Quote the records below in full, exactly as given, with the images taken out.
DATA RECORDS below:
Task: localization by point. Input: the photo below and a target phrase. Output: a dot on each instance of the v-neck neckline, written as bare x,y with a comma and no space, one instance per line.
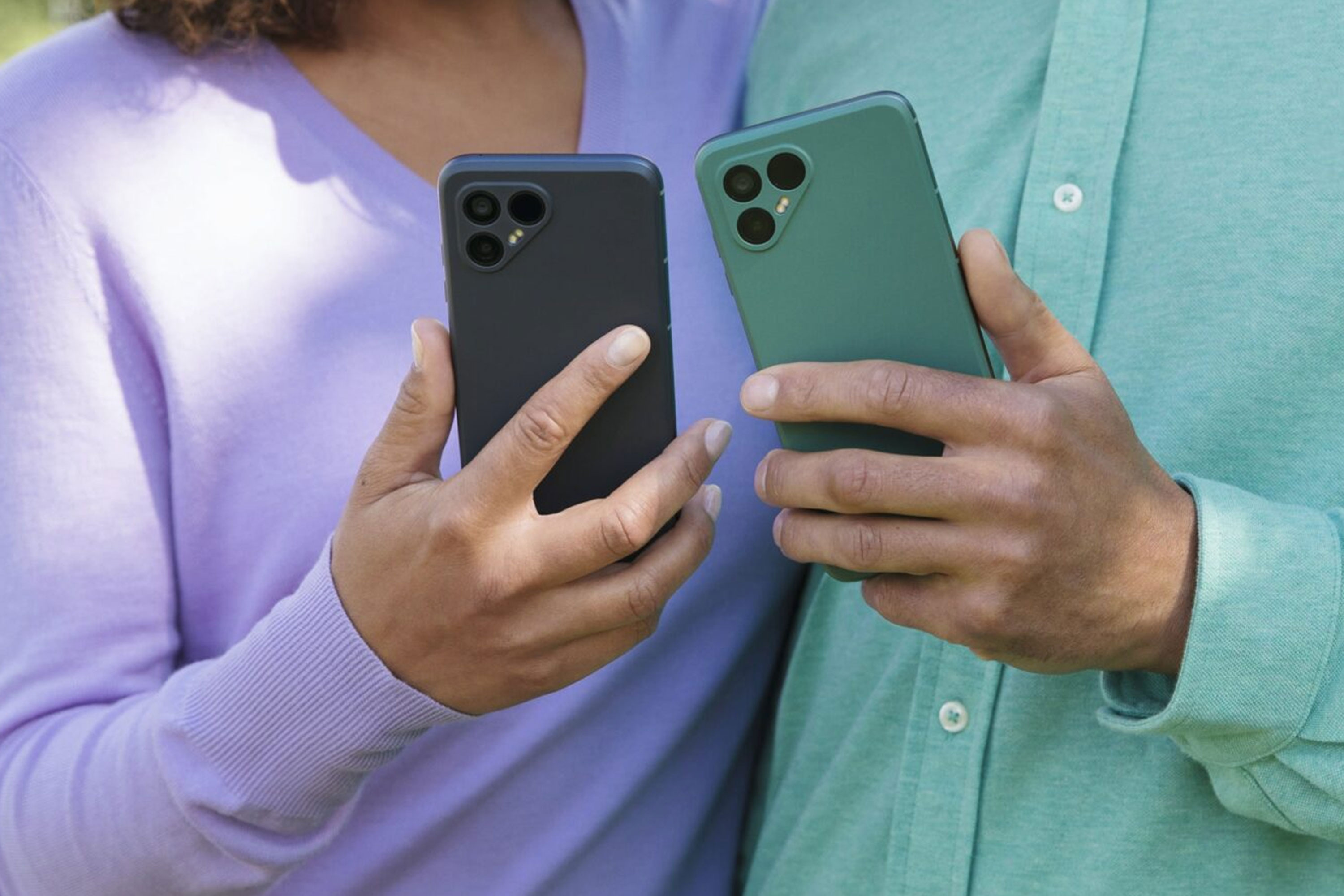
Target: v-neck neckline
358,151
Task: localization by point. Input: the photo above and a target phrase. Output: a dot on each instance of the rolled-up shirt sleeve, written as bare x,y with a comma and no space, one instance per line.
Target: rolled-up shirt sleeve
1260,696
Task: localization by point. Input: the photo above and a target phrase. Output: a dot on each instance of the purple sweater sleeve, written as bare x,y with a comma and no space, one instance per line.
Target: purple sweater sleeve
119,771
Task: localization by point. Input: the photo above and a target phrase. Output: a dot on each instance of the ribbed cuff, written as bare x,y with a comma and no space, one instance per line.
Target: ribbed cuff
300,711
1262,632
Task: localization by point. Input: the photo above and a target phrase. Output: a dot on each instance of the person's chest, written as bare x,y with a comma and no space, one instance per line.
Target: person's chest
277,289
1198,249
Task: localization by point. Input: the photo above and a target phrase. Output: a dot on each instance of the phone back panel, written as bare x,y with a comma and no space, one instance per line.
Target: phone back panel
862,267
596,261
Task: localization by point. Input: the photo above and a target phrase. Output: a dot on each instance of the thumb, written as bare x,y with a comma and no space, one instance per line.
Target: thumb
1031,340
412,441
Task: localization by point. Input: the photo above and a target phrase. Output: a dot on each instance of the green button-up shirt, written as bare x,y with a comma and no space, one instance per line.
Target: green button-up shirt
1170,177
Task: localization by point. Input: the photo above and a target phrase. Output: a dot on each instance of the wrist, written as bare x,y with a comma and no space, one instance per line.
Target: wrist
1174,589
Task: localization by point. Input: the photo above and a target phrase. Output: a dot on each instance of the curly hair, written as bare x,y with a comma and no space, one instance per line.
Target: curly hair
197,25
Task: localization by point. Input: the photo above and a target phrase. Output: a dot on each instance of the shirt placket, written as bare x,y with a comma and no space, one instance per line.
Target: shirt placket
939,790
1062,237
1064,224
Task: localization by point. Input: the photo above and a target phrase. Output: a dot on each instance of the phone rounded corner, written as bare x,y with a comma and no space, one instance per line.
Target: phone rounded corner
639,166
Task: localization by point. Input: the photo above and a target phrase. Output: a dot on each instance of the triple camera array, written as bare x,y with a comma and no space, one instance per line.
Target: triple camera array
482,207
742,185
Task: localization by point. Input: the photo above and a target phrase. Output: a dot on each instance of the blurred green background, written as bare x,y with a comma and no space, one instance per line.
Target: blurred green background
27,22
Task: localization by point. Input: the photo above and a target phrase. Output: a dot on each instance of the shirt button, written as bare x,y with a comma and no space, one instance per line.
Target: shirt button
1069,198
953,716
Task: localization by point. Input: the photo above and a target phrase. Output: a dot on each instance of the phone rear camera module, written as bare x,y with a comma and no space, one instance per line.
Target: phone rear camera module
756,226
787,171
480,207
526,209
742,183
486,250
End of DATA RECORDS.
**SOLVED EXERCISE**
Task: localization by point. Input: the photo below and a target phrase. Output: a dot on each instance of the v-neck neckline, written as bare x,y with a comma and no space, one instance per line.
Target: v-neck neckline
358,151
Task: localization by point. Input: the photo above and a target phrase. Output: a dot on each instance of the rolled-up shirt sleeve, written as bare x,y with a comma and no space, one instance per line.
Target: rolled-up shirt sleeve
1260,696
Task: localization by point. Input: the photo above and a target phrase. Output: a dot on each instance of the purple sweater sleeve, written as bare x,y with a comma and no space, one instance per line.
Target: purple sweater sleeve
119,771
Task: localization by point. Input: the photo above and a target phrase. Output: a dot on each instance of the ribbed cuff, written as bare x,y with a comma and no space, one instance per line.
Target: ribbed cuff
300,711
1262,632
Task: localization by point. Input: the photo above and a target phrase. Output: a dot on each instance of the person's chest, written as bare x,y with a comma and no space, one instance per line.
Target: person's chest
277,289
1198,249
Task: localization by point. Input: the photo above and a target phrase. Output: a dot on each instance of the phone back panel, written as bare x,y with a comma and no space, one instance per line.
Target: phone back panel
862,267
596,261
Task: localization by point. Input: the photo above and a target phrase. Output: a dot on each instance of the thumb, written as bare x,y with a comma and no space, one instance per line.
Target: thumb
1031,340
412,441
Task: localization by point. Input: the photo above and a target phrase. Output: a dot on each instance of the green button-up shirt, written as bare x,y with a comma and no space, one instance per line.
Target: green button-up shirt
1170,177
Task: localization by point. Input: the photo above and a target phrase. Output: a dot on each instance of the wrist, written as bare x,y with a comma and no space, one instance per line.
Target: wrist
1174,589
Task: localization by point. Input: the photo above and a target phrase. Output: a dot on each instance of the curly hair, written as bare x,y with a comma and no space, one instance per line.
Target: curly hair
197,25
Task: localization by point. Input: the photo above and a target phrase. Output: a dot on each instance of the shirt placket, written as bare x,y with a comma and no space, one instance per line.
Target: shirt placket
939,790
1062,237
1064,224
Task: localization by point. Input: the photo above and a target phrase. Output: a dot on each instance of the phone rounded corner, written as bare x,y with a comma and no space, one instance per line.
Target: phone rounded corner
639,166
Task: localization by point. Input: the photo above and a target phrase. Output: a dot on each instance of the triple camera array, written as bare x,y with a comma and no space, one instance per line.
Target: triple camera array
482,207
742,185
Task: localization by point. Input: the photo above and a target phrase. Output: a dot on each instance of the blurred green background, written as bare x,y with a comma and no space, one instance per line.
Target: blurred green background
27,22
Task: localization by point. Input: the photo above and a target phrase. Output: a dot on each instance of the shirt button, written as bare x,y with a comma and no space, one instance per line.
Target: shirt button
1069,198
953,716
Task: localization by point. Input: the photo above and a target phrase. Output: a dot on each instance of the phone rear camera module, written as bare x,y with a comma and no space, one instance per line.
Target: phone rear camera module
756,226
787,171
480,207
526,209
742,183
486,250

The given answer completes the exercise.